# [Supplied passage]
▬▬▬▬▬▬▬▬▬▬

What was the creation process of the EP like?

Most of it was made during the quarantine. It was me reliving some experiences I have had and making the music. It was me reliving the passionate moments and toxic moments in my past relationships. It’s a mixture of all these emotions. I was in my zone, turning these emotions into songs. I worked with a couple of producers on the project. There was Lilerixo who made Mezebu, Auxxie made Felony and Show My Side with Amaarae, and BMH who produced Kiss Me Like You Miss Me’ and co-produced Felony. I made the remaining songs on the EP. And it was all done online. We couldn’t meet up due to the quarantine so everything happened through email.

What did you put into consideration while choosing collaborators for Boyfriend?

It was basically about energy. The only person I linked up with physically was Oxlade. It’s even funny because I and Amaarae haven’t even met physically, but we have two records together. How the records come out amazing is because we connect on like, real energy. It’s not like most times in the industry where collaborations are made for purely commercial reasons. For me, it’s first about if the person fits in the song, and then about the energy and my relationship with the person. I feel like no matter how big or small the person is, if we don’t have a vibe, we can’t do music together. That’s how it was with the EP and I trust that people can tell that it’s all just real energy.

That Davido feature was very well received and helped catapult you into another stratosphere. How did that record come about? Did you foresee it finding the success it has?

▬▬▬▬▬▬▬▬▬▬

# [Extracted entries]
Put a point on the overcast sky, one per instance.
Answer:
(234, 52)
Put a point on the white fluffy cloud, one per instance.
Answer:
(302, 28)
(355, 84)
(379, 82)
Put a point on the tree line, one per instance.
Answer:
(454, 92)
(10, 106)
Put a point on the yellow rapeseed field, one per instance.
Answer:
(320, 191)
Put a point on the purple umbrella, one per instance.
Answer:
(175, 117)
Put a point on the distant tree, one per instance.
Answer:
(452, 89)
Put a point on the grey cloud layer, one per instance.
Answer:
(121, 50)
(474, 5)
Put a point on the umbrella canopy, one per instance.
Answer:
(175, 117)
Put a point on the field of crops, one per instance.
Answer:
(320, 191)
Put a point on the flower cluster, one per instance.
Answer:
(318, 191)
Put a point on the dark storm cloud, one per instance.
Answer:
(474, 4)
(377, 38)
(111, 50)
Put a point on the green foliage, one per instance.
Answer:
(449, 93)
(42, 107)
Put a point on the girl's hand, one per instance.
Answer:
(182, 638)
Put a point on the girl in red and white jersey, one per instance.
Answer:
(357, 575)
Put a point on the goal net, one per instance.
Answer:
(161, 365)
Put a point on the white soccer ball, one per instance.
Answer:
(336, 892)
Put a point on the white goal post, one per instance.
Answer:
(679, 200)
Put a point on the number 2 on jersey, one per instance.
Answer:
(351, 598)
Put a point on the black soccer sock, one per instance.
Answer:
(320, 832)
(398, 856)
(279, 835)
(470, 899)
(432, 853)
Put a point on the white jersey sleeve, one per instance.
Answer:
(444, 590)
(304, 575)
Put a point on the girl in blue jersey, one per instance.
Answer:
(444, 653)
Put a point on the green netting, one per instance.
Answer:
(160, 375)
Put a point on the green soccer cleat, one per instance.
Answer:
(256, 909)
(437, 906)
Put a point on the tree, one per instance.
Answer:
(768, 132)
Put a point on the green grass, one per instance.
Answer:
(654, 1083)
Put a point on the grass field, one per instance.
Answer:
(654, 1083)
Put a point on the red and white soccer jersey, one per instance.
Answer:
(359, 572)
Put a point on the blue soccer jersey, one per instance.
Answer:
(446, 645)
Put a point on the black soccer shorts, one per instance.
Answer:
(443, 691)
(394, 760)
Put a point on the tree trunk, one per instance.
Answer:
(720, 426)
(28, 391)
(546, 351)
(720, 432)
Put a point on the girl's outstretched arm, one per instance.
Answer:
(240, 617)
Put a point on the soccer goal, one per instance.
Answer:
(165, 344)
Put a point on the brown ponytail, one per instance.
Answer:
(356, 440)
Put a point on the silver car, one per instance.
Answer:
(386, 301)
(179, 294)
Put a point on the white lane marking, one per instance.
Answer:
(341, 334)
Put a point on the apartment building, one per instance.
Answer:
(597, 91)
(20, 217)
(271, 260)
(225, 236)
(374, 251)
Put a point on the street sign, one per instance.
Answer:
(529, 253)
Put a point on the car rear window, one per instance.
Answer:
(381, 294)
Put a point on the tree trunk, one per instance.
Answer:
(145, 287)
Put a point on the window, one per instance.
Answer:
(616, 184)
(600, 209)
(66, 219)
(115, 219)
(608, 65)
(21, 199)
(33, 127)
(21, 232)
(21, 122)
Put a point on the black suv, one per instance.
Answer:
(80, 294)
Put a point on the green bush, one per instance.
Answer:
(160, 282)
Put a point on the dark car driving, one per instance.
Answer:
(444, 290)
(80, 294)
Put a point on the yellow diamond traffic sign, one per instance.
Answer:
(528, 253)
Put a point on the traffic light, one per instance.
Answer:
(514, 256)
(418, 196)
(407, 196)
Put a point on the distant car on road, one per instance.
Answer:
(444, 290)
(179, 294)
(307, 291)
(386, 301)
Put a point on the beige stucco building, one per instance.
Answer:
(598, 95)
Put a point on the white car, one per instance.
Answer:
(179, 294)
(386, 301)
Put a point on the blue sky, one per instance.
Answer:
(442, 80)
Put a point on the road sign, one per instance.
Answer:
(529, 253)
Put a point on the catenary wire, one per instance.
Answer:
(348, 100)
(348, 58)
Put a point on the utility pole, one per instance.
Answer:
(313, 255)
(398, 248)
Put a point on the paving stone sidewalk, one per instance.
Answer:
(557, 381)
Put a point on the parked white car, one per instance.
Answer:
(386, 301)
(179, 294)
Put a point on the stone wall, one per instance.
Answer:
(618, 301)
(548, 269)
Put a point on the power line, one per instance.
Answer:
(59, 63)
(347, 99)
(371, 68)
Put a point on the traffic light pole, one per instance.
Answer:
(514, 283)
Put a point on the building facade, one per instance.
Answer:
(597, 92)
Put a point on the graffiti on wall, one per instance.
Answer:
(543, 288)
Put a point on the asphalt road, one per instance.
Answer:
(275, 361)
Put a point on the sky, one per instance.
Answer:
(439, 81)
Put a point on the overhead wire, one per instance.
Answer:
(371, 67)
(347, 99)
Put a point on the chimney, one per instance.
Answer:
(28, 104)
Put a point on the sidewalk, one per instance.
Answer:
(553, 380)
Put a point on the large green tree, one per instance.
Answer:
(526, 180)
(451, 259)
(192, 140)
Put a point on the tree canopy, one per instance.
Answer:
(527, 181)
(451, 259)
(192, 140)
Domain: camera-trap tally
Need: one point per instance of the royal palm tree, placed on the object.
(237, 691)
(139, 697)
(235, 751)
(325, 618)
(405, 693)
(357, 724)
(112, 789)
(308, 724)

▬▬▬▬▬▬▬▬▬▬

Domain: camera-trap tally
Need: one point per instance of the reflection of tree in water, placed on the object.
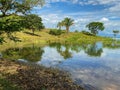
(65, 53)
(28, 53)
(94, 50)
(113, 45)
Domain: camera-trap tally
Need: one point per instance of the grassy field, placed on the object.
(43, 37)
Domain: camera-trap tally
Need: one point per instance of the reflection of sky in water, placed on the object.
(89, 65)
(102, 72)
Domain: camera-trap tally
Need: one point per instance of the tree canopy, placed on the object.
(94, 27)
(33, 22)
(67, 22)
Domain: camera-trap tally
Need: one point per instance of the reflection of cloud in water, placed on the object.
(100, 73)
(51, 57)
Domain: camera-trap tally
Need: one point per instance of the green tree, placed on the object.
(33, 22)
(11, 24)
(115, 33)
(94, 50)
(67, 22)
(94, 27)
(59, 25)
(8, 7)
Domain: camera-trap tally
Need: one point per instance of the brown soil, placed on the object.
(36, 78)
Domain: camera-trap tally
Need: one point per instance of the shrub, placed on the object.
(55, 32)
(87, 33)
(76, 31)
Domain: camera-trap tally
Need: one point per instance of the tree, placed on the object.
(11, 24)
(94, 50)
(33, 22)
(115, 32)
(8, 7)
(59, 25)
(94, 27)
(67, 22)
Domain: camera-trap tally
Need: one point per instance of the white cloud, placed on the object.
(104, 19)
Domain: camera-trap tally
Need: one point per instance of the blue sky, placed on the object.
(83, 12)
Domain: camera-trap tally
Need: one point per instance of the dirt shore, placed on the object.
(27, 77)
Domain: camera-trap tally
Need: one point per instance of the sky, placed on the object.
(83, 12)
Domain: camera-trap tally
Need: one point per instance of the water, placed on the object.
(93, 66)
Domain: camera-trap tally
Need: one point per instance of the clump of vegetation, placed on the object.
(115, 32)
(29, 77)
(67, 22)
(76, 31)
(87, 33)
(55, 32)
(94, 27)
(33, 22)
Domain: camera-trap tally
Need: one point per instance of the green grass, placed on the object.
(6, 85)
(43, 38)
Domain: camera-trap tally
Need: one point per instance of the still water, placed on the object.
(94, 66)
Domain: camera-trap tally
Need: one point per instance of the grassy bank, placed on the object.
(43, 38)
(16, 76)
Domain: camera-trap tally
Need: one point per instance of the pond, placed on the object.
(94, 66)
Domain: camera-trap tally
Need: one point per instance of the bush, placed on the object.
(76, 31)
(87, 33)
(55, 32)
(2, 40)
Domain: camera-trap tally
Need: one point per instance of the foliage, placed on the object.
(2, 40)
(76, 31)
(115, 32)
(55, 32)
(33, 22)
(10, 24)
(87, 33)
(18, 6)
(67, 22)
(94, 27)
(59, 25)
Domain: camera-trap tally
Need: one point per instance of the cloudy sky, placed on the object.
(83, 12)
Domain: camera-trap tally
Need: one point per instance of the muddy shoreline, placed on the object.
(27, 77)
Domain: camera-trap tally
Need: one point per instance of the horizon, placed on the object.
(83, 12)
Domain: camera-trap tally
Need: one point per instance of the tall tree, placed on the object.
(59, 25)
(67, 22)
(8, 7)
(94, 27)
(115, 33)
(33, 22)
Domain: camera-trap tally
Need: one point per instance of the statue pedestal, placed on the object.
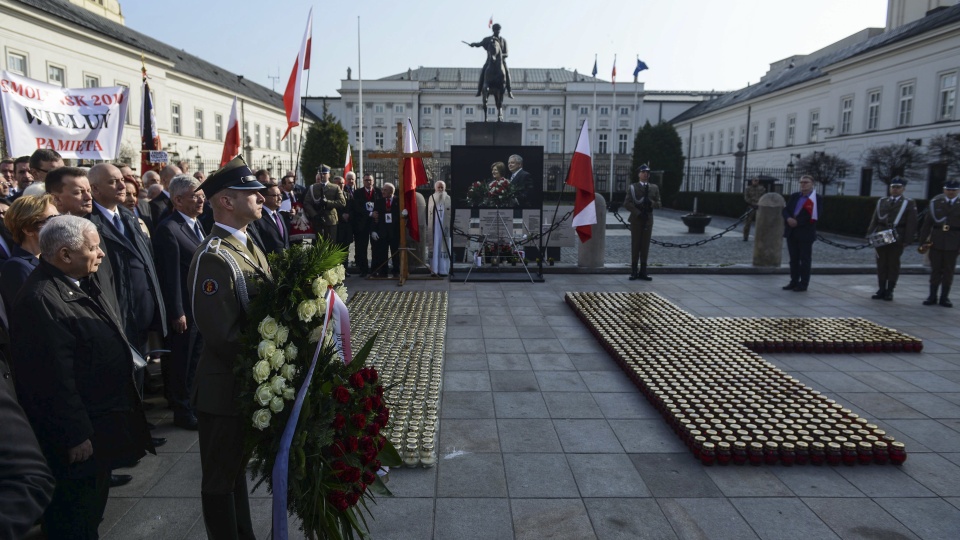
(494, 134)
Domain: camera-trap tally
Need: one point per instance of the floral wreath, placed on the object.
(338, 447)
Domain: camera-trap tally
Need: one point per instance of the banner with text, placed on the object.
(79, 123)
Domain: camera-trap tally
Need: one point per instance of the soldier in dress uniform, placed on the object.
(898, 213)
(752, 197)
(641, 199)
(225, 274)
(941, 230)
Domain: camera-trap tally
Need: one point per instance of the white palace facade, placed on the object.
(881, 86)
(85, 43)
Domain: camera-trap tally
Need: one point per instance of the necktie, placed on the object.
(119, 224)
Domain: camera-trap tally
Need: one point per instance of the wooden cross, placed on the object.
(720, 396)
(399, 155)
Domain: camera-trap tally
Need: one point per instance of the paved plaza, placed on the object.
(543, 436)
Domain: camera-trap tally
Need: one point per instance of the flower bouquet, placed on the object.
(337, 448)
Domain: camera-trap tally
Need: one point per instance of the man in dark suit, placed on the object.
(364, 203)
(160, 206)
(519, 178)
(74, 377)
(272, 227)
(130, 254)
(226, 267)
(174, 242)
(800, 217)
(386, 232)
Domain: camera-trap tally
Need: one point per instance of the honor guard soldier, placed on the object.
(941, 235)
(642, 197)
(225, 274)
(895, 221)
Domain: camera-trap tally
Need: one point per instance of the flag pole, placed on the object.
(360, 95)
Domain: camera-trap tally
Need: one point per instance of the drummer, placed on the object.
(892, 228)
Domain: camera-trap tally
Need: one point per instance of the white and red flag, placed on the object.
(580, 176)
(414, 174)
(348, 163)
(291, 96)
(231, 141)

▬▬▬▬▬▬▬▬▬▬

# [What you will do]
Condense the paragraph of the interview that begins "Most of it was made during the quarantine" into a short bulleted list that keeps its main facts.

# [Output of the exercise]
- Most of the EP was made during the quarantine.
- It draws on passionate and toxic moments from past relationships, turned into songs.
- Lilerixo made "Mezebu."
- Auxxie made "Felony" and "Show My Side" with Amaarae.
- BMH produced "Kiss Me Like You Miss Me" and co-produced "Felony."
- The artist made the remaining songs.
- Because of the quarantine, all the work was done online through email.